— The problem —
Extract every one of the records below verbatim, line by line, and omit the pictures from your answer.

[Coordinate annotation records]
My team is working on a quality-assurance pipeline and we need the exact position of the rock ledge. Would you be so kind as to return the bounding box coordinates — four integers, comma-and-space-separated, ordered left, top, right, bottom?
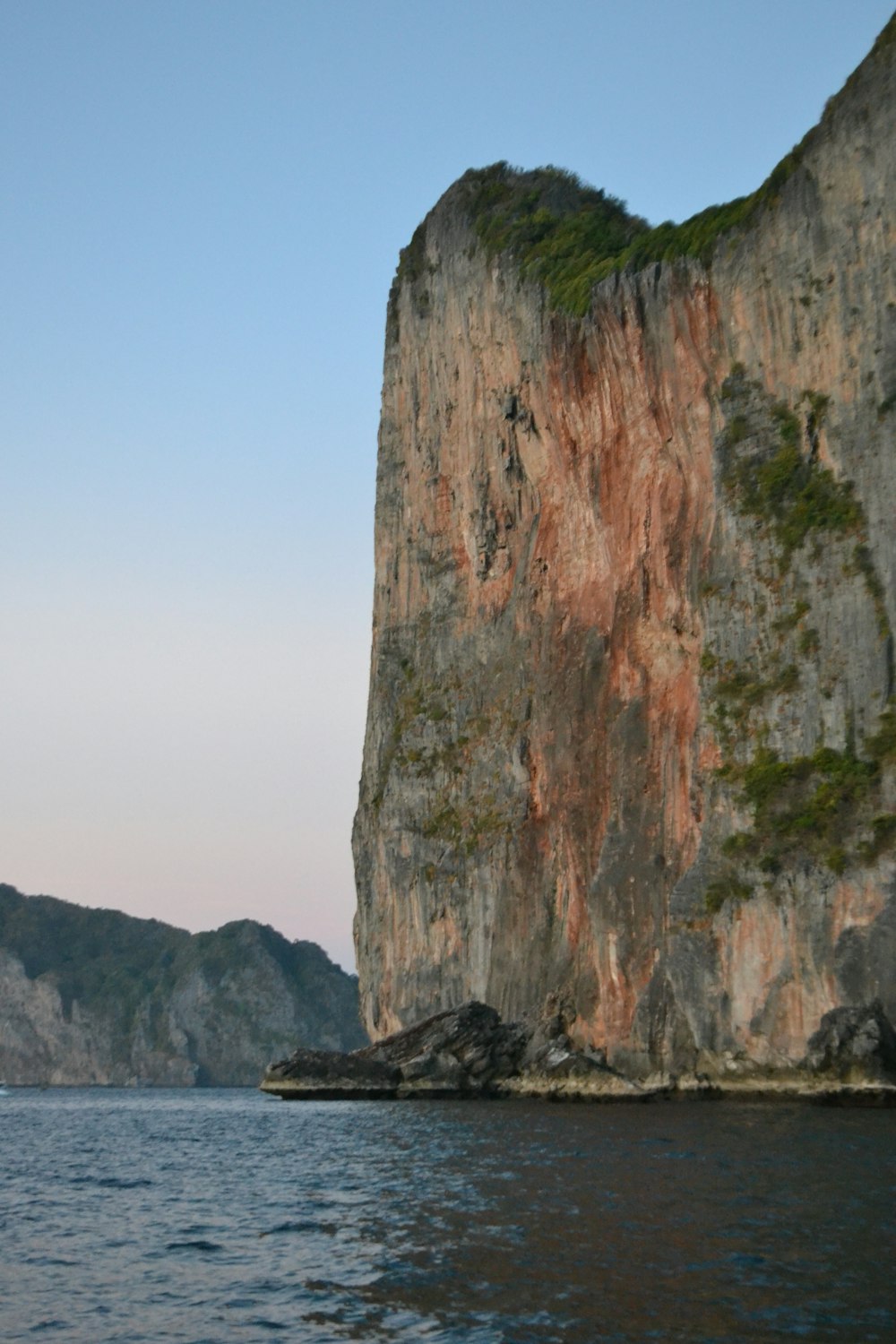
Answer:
259, 1000, 896, 1107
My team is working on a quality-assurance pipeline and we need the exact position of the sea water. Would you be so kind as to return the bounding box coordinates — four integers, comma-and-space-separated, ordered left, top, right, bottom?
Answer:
0, 1089, 896, 1344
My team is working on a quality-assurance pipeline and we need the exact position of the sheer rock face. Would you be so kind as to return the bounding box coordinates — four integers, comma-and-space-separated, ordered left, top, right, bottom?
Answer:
355, 29, 896, 1075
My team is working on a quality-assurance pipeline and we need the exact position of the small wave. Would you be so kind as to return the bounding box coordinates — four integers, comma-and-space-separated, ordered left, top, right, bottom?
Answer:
165, 1238, 224, 1252
258, 1219, 339, 1236
71, 1176, 153, 1190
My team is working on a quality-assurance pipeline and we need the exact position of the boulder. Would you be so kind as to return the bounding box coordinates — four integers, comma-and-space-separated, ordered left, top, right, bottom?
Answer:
804, 999, 896, 1082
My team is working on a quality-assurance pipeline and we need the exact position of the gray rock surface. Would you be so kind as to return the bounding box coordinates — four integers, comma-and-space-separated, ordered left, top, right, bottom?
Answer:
805, 1000, 896, 1082
353, 22, 896, 1078
0, 886, 366, 1088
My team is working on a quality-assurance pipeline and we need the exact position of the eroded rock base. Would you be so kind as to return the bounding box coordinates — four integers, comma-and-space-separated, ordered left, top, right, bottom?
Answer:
261, 1000, 896, 1107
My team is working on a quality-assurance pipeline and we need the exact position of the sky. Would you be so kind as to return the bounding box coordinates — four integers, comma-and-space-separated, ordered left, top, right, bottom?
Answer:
0, 0, 891, 969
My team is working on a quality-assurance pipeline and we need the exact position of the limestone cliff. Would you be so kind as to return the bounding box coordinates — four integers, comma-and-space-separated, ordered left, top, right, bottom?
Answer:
0, 886, 366, 1088
355, 22, 896, 1074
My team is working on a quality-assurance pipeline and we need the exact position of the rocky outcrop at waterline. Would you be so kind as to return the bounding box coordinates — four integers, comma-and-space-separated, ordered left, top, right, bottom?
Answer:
353, 22, 896, 1078
0, 884, 366, 1088
261, 1002, 896, 1107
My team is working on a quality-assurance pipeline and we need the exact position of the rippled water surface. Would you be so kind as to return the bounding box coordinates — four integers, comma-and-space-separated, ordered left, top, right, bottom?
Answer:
0, 1090, 896, 1344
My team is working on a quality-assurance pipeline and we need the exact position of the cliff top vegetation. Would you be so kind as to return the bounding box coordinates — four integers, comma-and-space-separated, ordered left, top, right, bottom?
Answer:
398, 15, 896, 317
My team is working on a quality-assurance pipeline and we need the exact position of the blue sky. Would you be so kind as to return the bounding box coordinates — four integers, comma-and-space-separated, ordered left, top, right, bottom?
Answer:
0, 0, 891, 967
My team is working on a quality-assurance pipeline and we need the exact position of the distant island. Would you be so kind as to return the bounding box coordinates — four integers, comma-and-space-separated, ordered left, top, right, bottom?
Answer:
0, 883, 366, 1088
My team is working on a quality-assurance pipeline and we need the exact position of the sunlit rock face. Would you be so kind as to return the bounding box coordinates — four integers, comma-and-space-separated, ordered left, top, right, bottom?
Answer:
355, 24, 896, 1074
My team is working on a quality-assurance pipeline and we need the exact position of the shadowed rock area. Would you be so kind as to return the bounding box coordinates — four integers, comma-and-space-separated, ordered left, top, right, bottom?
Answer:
353, 19, 896, 1086
261, 997, 896, 1105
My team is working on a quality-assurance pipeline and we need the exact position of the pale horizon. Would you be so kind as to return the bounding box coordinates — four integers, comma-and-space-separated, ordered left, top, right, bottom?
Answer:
0, 0, 891, 970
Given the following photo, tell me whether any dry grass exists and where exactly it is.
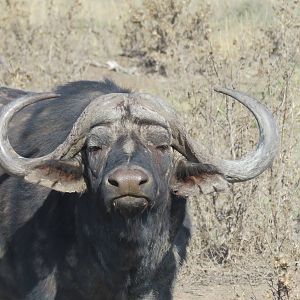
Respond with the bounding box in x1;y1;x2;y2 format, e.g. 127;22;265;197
0;0;300;299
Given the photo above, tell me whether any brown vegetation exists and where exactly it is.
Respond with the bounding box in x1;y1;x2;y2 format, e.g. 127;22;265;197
0;0;300;299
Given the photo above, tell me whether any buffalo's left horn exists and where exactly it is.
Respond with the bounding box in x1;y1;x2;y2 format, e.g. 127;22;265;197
215;87;279;182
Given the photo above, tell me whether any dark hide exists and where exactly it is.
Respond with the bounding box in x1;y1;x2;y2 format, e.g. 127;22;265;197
0;80;192;300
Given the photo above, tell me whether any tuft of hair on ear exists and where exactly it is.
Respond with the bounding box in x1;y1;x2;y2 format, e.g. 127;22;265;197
171;160;229;197
176;160;222;180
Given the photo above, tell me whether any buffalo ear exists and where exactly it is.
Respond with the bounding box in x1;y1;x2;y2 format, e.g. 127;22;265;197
171;160;229;196
25;160;86;193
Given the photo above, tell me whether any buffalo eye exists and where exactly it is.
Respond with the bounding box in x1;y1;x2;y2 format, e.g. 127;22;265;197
88;146;103;153
156;144;170;152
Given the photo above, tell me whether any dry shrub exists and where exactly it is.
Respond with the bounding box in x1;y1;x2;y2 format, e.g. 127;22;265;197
121;0;210;75
0;0;116;90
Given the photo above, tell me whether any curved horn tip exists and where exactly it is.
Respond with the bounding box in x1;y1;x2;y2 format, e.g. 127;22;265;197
213;86;233;94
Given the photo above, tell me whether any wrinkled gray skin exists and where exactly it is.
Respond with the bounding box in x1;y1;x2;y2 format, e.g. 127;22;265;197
0;80;278;300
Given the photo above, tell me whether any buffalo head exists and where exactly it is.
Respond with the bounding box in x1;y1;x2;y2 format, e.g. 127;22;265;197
0;88;278;217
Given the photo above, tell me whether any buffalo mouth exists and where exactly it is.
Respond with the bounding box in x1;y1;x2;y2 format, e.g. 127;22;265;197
112;195;149;217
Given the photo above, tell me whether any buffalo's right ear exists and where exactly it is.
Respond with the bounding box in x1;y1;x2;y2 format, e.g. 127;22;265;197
171;160;229;196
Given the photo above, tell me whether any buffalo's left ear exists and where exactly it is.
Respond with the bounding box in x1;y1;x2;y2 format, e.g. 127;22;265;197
171;160;229;196
25;159;86;193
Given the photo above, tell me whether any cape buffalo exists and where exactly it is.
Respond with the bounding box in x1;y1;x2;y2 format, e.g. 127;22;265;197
0;80;278;300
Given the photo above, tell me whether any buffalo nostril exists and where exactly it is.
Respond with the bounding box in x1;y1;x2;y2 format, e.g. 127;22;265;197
108;178;119;187
139;178;148;185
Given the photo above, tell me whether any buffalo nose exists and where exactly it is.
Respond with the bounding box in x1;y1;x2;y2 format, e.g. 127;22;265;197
108;167;149;194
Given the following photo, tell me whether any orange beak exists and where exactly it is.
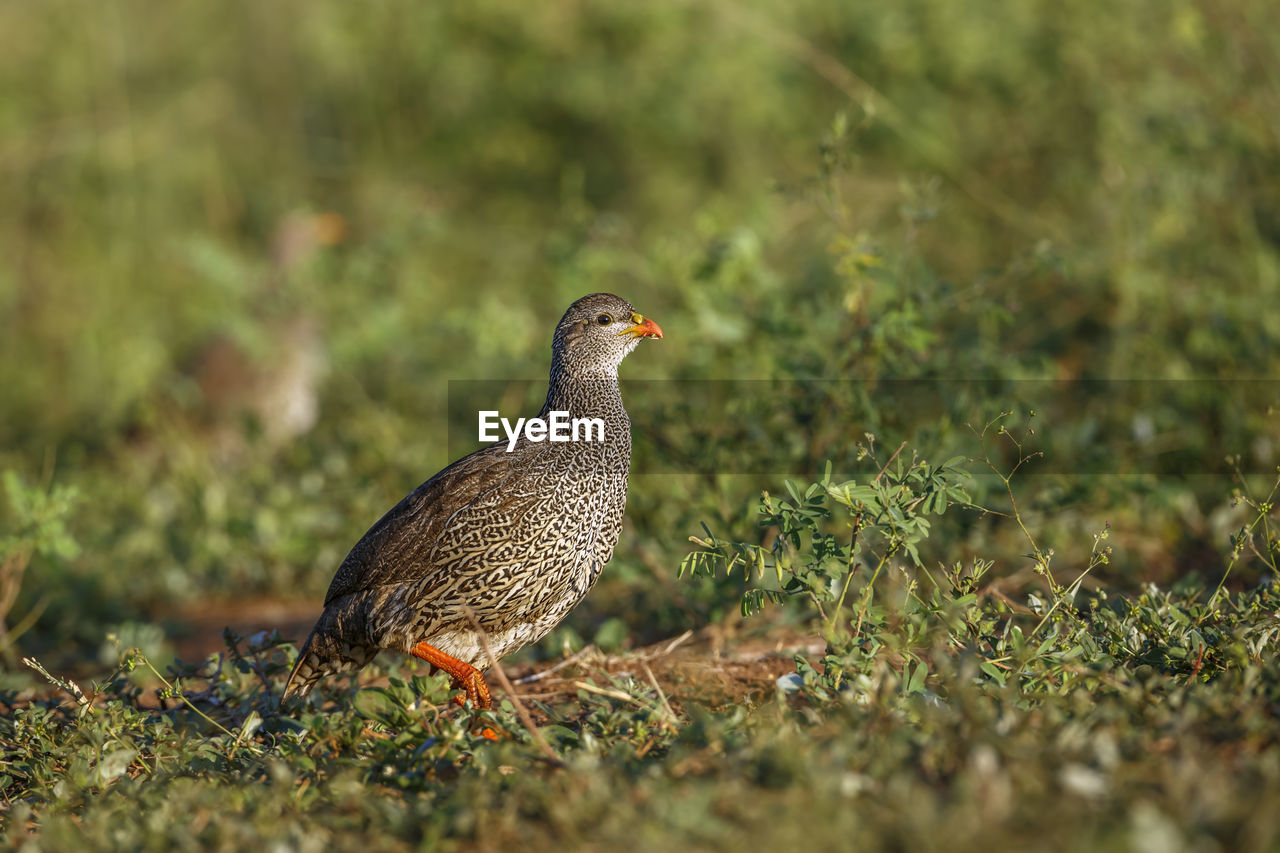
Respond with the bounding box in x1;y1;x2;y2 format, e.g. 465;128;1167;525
618;314;662;338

— Response to the task —
My team is working on a quality-assurance pipeline and we need the exact position of the rock ledge. Would you be so kind as to return the bounding box coordinates — four integers, comma-and-space-separated, ordered left, top, right, bottom?
Answer:
259, 1000, 896, 1107
My team is working on a quality-assurance pipeline and we need the exact position of the sea water. Would you be so kind as to return the bounding box coordinates — four integers, comma-and-space-separated, ordered left, top, right, bottom?
Answer:
0, 1089, 896, 1344
My team is working on a quality-assurance pipeline and we need the exact position of the sheer rock face. Would you be so kind as to return the bounding box coordinates — four integers, comma-and-space-separated, ordered left, top, right, bottom?
Answer:
355, 29, 896, 1075
My team is working on a quality-assurance pipeline and we need the exact position of the small wave. Would you be so kind as to return the bounding box coordinates — four integers, comma-and-space-separated, ordered left, top, right, bottom?
Answer:
165, 1238, 224, 1252
258, 1219, 339, 1236
71, 1176, 153, 1190
My team is working on a quality-assurance pipeline and we need the exact position of the boulder. Would you be so kind as to return the bounding box coordinates — four integers, comma-and-space-separated, ordered left, top, right, bottom?
Answer:
804, 999, 896, 1082
My team is working on a quality-assurance pipeline and we need the exact position of the gray rock surface. Would you be so kind as to return the bounding box coordinates — four integers, comma-and-space-separated, ordered left, top, right, bottom?
Answer:
805, 1000, 896, 1082
353, 22, 896, 1078
0, 886, 366, 1088
My team is working on a quality-assurance pipeline and we need the exact position of the eroded rock base. Would you be so kind as to return the bounding box coordinates — four integers, comma-and-space-separated, ordered left, top, right, bottom?
Answer:
261, 1000, 896, 1107
My team is working on a quality-assurance pipeline and we need the exact position of the sky. Would you be so kind as to return the bounding box coordinates — four integers, comma-and-space-separated, ordered left, top, right, bottom?
Answer:
0, 0, 891, 969
My team is working on a quality-assurance pipeline and we need the exact position of the limestone cliff. Would you be so kind as to return the bounding box coordinates — four integers, comma-and-space-separated, ordered left, top, right, bottom?
Answer:
0, 886, 366, 1088
355, 22, 896, 1074
My team is working on a quality-assurance pipeline and we need the exact position of the rocky outcrop at waterline. Would you be so kind as to return the bounding box coordinates — four integers, comma-and-space-separated, ordered left, top, right, bottom?
Answer:
353, 22, 896, 1078
0, 884, 366, 1088
261, 1002, 896, 1107
My team is working on a quality-assurance pipeline and we need the exact position of the rippled water surface. Would you be so kind as to return the bounding box coordinates — four integers, comma-and-space-separated, ordered left, top, right, bottom?
Answer:
0, 1090, 896, 1344
My team is working on a quality-assurance pipeline and we need the exact position of the cliff top vegetation. Would you be so kind as to return the bounding box coordinates — four integers, comma-and-space-separated, ordered left, top, right, bottom?
Answer:
398, 15, 896, 317
My team is working on a quality-assurance pipeline and we need the exact position of the blue sky. Would you be so kind as to return the bounding box coordinates — four integers, comma-and-space-separated, ordered left, top, right, bottom?
Answer:
0, 0, 891, 967
My team is working on a quality-assurance pipeline and we need the exact position of the distant island. Would you be so kind as to return the bounding box coordinates — four integers, comma-and-space-separated, ordered left, top, right, bottom?
Answer:
0, 883, 366, 1088
My team is working on a quality-assurance pipeline and we need the exact position of the sunlit rock face. Would you be so kind as to return the bounding box coordinates — four integers, comma-and-space-separated, ordered left, top, right, bottom?
Answer:
355, 24, 896, 1074
My team is working on a quality-assurance pipeline and we need the exact position of the shadowed rock area. Would you be so kind as to return the bounding box coordinates — four integers, comma-and-space-separated, ordered left, top, right, bottom?
Answer:
353, 19, 896, 1086
261, 997, 896, 1105
My team is working on a quality-assurance pipeline and we need the exact position of the pale horizon. Would you be so kind as to return the bounding box coordinates — four integers, comma-and-space-separated, ordered left, top, right, bottom?
Answer:
0, 0, 891, 970
Given the following photo, tell me whether any dry grass exists and where exactly it is.
Respond with the bounding box in x1;y1;x2;y2 format, e.g. 127;22;265;197
0;0;300;299
Given the photo above, tell me whether any brown vegetation exists and where exactly it is.
Respond with the bounding box in x1;y1;x2;y2 format, e.g. 127;22;265;197
0;0;300;299
Given the photo above, tell me whether any buffalo's left horn exists and where exactly it is.
Respond with the bounding box in x1;y1;x2;y2 format, e.g. 127;22;265;197
215;87;279;182
Given the photo above, tell me whether any dark hide exists and where exactly it is.
Respond with the bounding box in x1;y1;x2;y2 format, e.g. 127;22;265;197
0;80;192;300
Given the photo above, tell me whether any tuft of hair on ear exists and where exactly it is.
Respond with the bounding box in x1;y1;x2;y2 format, e.g. 127;22;265;197
171;160;229;197
176;160;222;180
Given the photo above, tell me whether any buffalo ear exists and where exactly it is.
Respond with the bounding box in x1;y1;x2;y2 format, e.g. 127;22;265;197
171;160;229;196
25;160;86;193
Given the photo above, tell me whether any buffalo eye exists and where exactly it is.
Respond with the bounding box in x1;y1;x2;y2 format, e.g. 127;22;265;197
88;146;103;153
156;144;170;152
Given the photo above, tell me whether any dry shrub exists and where exactly it is.
Respond with the bounding box in x1;y1;x2;y2 format, e.g. 127;22;265;197
121;0;210;75
0;0;116;90
Given the photo above, tell me whether any curved horn tip exists and where exactly it is.
Respond with the bounding box in x1;y1;x2;y2 format, e.g. 127;22;265;197
213;86;233;94
Given the photo above, tell me whether any wrinkled gray skin exists and where exactly it is.
Respond with the bounding box in x1;y1;x2;y2 format, e.g. 127;22;265;197
0;80;278;300
Given the photo above, tell me whether any buffalo head exists and where exactly it is.
Respond with the bounding box in x1;y1;x2;y2 format, e.g. 127;22;265;197
0;88;278;217
Given the photo above, tell me whether any buffalo mouth exists and where exactly it is.
Respond with the bounding box in x1;y1;x2;y2 format, e.g. 127;22;265;197
112;195;149;217
Given the photo above, tell me whether any buffalo's right ear exists and where exactly it is.
Respond with the bounding box in x1;y1;x2;y2 format, e.g. 127;22;265;197
171;160;229;196
Given the photo above, tell me whether any buffalo's left ear exists and where exactly it is.
Respond with the bounding box in x1;y1;x2;y2 format, e.g. 127;22;265;197
171;160;229;196
25;159;86;193
Given the photo above, tell me whether any cape buffalo exists and where exactly it is.
Respond with the bounding box in x1;y1;x2;y2 format, e.g. 127;22;265;197
0;80;278;300
Given the photo above, tell me whether any buffalo nostril exists and where exactly it is.
Respond with the bounding box in x1;y1;x2;y2 format, e.g. 127;22;265;197
108;178;119;187
139;178;148;185
Given the photo above, tell me whether any buffalo nose exists and where exactly it is.
Respond with the bounding box in x1;y1;x2;y2 format, e.g. 127;22;265;197
108;167;149;194
Given the following photo, tell me whether any orange beak exists and where exactly it is.
Respond with the bounding box in x1;y1;x2;y2 format, e.g. 465;128;1167;525
618;314;662;338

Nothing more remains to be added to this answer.